▸ **Passage shown**:
On the other hand, in his 1933 Creation and Fall Bonhoeffer provides an account of finitude and limit which, while broadly similar to that of Barth, displays some notable differences. In particular, I suggested that Bonhoeffer gives more attention to our conflicted and cursed situation after the fall.  For Bonhoeffer, we are no longer simply God’s creatures, but sinners who continually attempt to flee and live apart from God and one another.

In Creation and Fall, Bonhoeffer develops this insight with particular reference to both God’s promise to Adam in the garden (‘if you eat from this tree you will surely die’) and the Serpent’s promise to Eve (‘you will not die at all’). Accordingly to Bonhoeffer, these two conflicting promises encapsulate and disclose the situation of a fallen humanity: ‘“You will not die at all.” “You shall die.”… After the fall, all human beings are suspended between these two conflicting statements—living towards death, living as those already dead.’

What is at stake with Bonhoeffer’s firmer (more Lutheran) insistence on the conflicted and fallen situation of humanity? Specifically, what is entailed in his claim that we are all ‘living towards death’ as ‘those already dead’?  This account of the human being as between God’s prohibition and the serpent’s promise indicates Bonhoeffer’s different understanding of the problem of life and finitude. For Bonhoeffer, the problem is not so much that we have forgotten that our allotted time is a gift that directs to God and one another (as for Barth). Rather, after the fall we have become imprisoned by life itself; we experience our very living and having to live as a curse and a burden.

▸ **Dataset records**:
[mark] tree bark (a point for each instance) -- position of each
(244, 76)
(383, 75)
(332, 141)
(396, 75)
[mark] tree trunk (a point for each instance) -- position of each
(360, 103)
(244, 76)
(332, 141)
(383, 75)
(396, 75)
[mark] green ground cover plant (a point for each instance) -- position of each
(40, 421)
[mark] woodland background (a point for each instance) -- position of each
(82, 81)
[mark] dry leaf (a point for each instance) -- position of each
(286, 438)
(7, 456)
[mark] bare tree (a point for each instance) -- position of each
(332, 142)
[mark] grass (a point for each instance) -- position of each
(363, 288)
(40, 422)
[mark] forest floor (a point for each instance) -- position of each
---
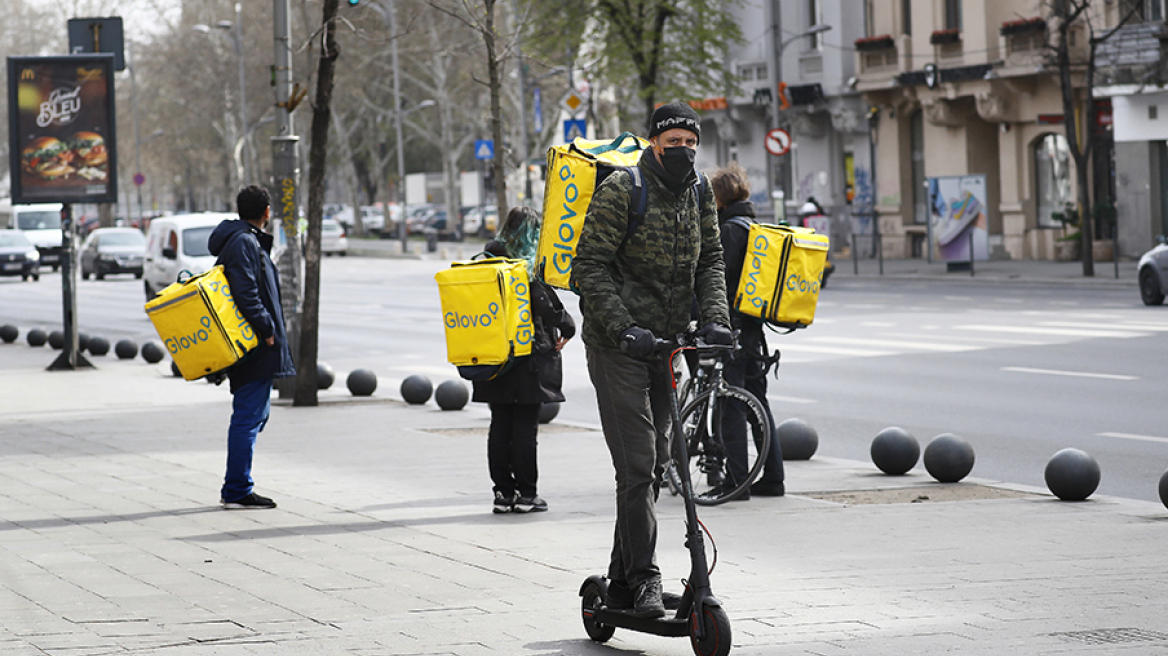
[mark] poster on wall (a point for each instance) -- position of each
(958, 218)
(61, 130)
* * *
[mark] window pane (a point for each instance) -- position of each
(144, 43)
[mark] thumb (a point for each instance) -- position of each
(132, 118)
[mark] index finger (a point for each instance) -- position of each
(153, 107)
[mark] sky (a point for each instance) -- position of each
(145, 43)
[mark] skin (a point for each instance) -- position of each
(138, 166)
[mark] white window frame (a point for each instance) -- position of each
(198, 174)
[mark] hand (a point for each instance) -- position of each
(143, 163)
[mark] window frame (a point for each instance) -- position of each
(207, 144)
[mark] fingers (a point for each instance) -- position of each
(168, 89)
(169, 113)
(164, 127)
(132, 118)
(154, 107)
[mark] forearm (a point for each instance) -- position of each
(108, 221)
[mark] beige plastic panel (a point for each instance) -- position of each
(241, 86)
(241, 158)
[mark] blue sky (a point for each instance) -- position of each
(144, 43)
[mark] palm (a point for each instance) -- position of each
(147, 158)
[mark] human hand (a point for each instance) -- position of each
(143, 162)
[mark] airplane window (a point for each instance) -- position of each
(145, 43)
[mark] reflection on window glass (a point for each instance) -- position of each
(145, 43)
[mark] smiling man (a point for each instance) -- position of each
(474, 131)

▸ **Work to complete**:
Answer the following questions using the passage on Bonhoeffer.
(a) In what year did Bonhoeffer's Creation and Fall appear?
(b) What does the Serpent promise Eve?
(c) After the fall, how do we experience our very living and having to live?

▸ **Written answer**:
(a) 1933
(b) "You will not die at all."
(c) As a curse and a burden.